> Exercise aim
In the text on subtitle styling below, what does a paragraphStyle.fontFamily value of proportionalSansSerif get converted into?

Some of the parameters influencing font size and positioning are illustrated in the sketch below.

Example1

These settings are influenced by the ebu-tt-d spec. The BBC subtitle guidelines contains a well written explanation of the spec and how they are used at BBC.

speaker styles

A subset of styles can be used to indicate speaker color. The automatic subtitler will rotate between these colors, and the UI will show the user the option to select one of these styles for a selection of subtitle text.

The isSpeakerColor property is used to indicate a style is a speaker color style. When not set, the default value is true if both defaultParagraphStyle and defaultSpanStyle are not true. Otherwise the default is false.

The order of speaker colors (in which order they are shown in the UI, and also in which order the automatic subtitler rotates them) is indicated by speakerColorIndex. To handle legacy styles where this property is not set, the code handling this should

  • first order all styles which have speakerColorIndex

  • next find styles with the following keys and append them in the following order: ['whiteStyle', 'yellowStyle', 'cyanStyle', 'greenStyle']

  • other styles not having speakerColorIndex their order is not strictly defined, but they will appear after the styles handled in the previous steps

fonts

If paragraphStyle.fontFamily is proportionalSansSerif, it is converted into Arial, Helvetica, sans-serif. Other values will remain as-is. This value ends up in the font-family css property.

The code will look into productionSettings.fontDefinitions for matches. For matches, the appropriate font-face css is loaded. See Font Definitions.

The code will not fail if no match is found. It is assumed the font is installed on the system then.

> Supplied information

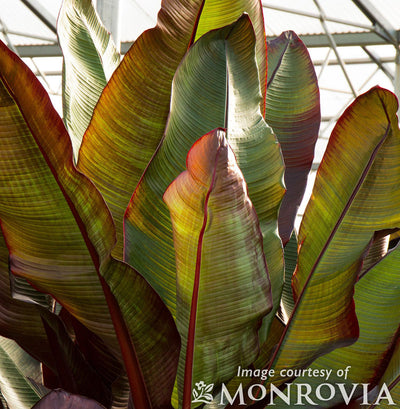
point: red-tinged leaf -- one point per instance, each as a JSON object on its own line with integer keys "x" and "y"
{"x": 216, "y": 230}
{"x": 63, "y": 400}
{"x": 60, "y": 234}
{"x": 130, "y": 118}
{"x": 93, "y": 348}
{"x": 208, "y": 93}
{"x": 293, "y": 112}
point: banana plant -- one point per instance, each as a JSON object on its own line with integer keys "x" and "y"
{"x": 148, "y": 257}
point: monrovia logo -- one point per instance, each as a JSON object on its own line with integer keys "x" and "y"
{"x": 202, "y": 393}
{"x": 300, "y": 394}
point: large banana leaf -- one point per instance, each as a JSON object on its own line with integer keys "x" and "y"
{"x": 377, "y": 301}
{"x": 355, "y": 194}
{"x": 60, "y": 234}
{"x": 216, "y": 230}
{"x": 293, "y": 112}
{"x": 130, "y": 118}
{"x": 73, "y": 371}
{"x": 208, "y": 93}
{"x": 90, "y": 58}
{"x": 15, "y": 367}
{"x": 391, "y": 378}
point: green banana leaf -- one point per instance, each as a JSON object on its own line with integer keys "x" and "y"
{"x": 19, "y": 320}
{"x": 355, "y": 194}
{"x": 74, "y": 373}
{"x": 60, "y": 234}
{"x": 293, "y": 112}
{"x": 208, "y": 93}
{"x": 90, "y": 57}
{"x": 15, "y": 367}
{"x": 377, "y": 302}
{"x": 391, "y": 378}
{"x": 130, "y": 118}
{"x": 93, "y": 348}
{"x": 216, "y": 231}
{"x": 63, "y": 400}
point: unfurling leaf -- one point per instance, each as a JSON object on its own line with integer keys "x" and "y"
{"x": 223, "y": 288}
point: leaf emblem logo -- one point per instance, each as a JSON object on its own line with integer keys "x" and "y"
{"x": 202, "y": 392}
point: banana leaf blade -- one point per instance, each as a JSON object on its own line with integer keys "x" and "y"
{"x": 60, "y": 234}
{"x": 216, "y": 230}
{"x": 90, "y": 57}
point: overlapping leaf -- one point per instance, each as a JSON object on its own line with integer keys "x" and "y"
{"x": 15, "y": 366}
{"x": 90, "y": 57}
{"x": 208, "y": 93}
{"x": 377, "y": 301}
{"x": 391, "y": 378}
{"x": 356, "y": 193}
{"x": 60, "y": 234}
{"x": 130, "y": 118}
{"x": 293, "y": 112}
{"x": 19, "y": 320}
{"x": 223, "y": 289}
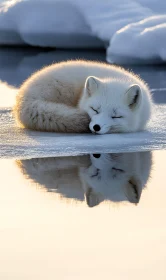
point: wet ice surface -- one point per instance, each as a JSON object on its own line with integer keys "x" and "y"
{"x": 18, "y": 64}
{"x": 60, "y": 219}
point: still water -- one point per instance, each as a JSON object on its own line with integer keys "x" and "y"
{"x": 97, "y": 216}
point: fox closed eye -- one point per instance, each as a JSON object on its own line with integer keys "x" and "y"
{"x": 97, "y": 112}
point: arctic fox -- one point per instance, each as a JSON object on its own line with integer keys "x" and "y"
{"x": 97, "y": 177}
{"x": 82, "y": 96}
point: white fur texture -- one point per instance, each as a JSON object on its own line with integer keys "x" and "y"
{"x": 111, "y": 177}
{"x": 74, "y": 96}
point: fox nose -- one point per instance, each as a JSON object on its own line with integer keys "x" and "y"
{"x": 96, "y": 127}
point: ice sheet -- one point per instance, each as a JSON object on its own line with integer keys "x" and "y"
{"x": 134, "y": 31}
{"x": 21, "y": 143}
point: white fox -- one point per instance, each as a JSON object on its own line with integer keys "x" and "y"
{"x": 78, "y": 96}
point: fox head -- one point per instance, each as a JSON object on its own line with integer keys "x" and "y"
{"x": 112, "y": 105}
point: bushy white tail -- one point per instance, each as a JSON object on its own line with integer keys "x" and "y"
{"x": 49, "y": 116}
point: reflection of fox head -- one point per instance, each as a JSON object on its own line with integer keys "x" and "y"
{"x": 115, "y": 177}
{"x": 115, "y": 105}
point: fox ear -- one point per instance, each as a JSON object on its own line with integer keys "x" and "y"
{"x": 92, "y": 84}
{"x": 133, "y": 190}
{"x": 133, "y": 96}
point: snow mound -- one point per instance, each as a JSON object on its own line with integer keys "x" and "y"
{"x": 133, "y": 30}
{"x": 144, "y": 40}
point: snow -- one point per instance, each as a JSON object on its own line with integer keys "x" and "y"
{"x": 16, "y": 142}
{"x": 133, "y": 31}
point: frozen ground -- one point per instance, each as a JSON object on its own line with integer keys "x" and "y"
{"x": 131, "y": 30}
{"x": 16, "y": 65}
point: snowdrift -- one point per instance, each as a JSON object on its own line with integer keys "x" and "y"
{"x": 133, "y": 31}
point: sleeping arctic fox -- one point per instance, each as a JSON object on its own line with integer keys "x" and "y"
{"x": 76, "y": 96}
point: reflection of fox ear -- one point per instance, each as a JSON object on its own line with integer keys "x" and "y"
{"x": 93, "y": 198}
{"x": 133, "y": 190}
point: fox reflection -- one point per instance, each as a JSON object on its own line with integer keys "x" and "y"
{"x": 97, "y": 177}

> Task solution
Arial, Helvetica, sans-serif